■ **Data records**
▼
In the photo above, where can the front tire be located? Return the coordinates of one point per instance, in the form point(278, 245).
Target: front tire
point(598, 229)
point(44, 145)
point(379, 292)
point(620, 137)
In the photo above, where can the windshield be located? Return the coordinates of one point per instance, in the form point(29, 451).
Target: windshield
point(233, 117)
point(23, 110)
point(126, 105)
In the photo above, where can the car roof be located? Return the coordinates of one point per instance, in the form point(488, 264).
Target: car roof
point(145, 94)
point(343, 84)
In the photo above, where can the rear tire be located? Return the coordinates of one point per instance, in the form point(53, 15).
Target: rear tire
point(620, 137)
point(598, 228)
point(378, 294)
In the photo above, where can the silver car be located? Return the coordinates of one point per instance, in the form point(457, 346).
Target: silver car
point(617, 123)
▲
■ **Aim of the exercise**
Where does the string "above" occur in the material? Copy every line where it does.

■ **Exercise solution**
In the photo above, where can the front tire be located? Return the coordinates of one point per instance, in the form point(278, 245).
In the photo above, where can the windshield be located? Return the coordinates of one point per instance, in the form point(29, 451).
In the photo above, where can the car roof be located? Return the coordinates of one point per instance, in the form point(488, 264).
In the photo above, where can the rear tire be located? Return the coordinates of one point per instance, in the form point(53, 15).
In the photo above, where can the silver car be located? Return the coordinates of one point per instance, in the form point(457, 346).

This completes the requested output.